Task statement: Output range, inclusive: from the line containing "149L331 151L332 128L325" to the line containing "positive clicks: (319, 144) (327, 150)". Restate those lines from the data below word for word and only those.

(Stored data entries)
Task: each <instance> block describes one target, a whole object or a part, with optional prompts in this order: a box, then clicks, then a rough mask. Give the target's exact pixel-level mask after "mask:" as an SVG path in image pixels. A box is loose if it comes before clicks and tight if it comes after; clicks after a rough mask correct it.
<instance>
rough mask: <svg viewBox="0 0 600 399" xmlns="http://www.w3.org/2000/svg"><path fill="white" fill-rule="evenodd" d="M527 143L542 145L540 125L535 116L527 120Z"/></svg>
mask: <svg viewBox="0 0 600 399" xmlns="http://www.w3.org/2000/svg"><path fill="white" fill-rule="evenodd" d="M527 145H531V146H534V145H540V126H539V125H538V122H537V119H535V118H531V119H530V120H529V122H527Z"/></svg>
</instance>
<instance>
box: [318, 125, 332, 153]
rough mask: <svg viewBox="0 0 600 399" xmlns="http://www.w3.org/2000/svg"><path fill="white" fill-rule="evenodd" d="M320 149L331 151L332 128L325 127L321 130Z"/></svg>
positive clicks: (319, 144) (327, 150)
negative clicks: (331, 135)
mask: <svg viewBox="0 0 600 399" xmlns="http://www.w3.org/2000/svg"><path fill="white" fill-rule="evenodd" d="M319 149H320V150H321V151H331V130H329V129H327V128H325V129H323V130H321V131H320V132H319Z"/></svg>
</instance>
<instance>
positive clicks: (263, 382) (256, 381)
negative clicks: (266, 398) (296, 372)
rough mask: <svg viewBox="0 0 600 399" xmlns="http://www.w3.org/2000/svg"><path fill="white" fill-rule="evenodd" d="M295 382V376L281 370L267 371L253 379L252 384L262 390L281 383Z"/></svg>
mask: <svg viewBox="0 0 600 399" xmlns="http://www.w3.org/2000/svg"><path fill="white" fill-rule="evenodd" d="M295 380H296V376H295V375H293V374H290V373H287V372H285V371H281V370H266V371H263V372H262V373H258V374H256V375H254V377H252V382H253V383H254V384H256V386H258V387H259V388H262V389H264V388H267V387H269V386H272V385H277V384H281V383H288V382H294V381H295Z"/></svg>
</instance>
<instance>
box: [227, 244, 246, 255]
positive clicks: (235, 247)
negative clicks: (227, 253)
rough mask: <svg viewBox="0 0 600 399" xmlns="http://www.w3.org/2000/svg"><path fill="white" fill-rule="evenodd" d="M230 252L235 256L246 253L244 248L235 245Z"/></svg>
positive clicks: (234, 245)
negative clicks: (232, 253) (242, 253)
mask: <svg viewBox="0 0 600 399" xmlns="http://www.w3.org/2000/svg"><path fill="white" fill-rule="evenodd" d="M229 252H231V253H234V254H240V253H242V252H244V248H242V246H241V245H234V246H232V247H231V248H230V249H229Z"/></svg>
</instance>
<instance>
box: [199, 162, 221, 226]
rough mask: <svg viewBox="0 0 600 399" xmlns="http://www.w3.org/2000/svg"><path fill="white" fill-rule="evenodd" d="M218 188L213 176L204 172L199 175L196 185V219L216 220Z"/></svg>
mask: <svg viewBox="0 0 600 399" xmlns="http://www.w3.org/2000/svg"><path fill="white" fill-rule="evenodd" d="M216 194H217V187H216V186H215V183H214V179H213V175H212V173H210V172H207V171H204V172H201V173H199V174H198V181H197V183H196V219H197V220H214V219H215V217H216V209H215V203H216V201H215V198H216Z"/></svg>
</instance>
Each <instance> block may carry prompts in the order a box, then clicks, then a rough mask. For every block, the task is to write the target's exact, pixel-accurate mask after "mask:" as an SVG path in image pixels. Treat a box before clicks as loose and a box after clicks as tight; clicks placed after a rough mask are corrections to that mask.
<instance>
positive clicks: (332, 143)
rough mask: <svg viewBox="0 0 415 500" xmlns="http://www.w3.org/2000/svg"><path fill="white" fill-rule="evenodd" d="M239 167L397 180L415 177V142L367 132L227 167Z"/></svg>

Answer to the problem:
rough mask: <svg viewBox="0 0 600 399" xmlns="http://www.w3.org/2000/svg"><path fill="white" fill-rule="evenodd" d="M320 149L331 151L332 128L325 127L321 130Z"/></svg>
positive clicks: (319, 144) (327, 150)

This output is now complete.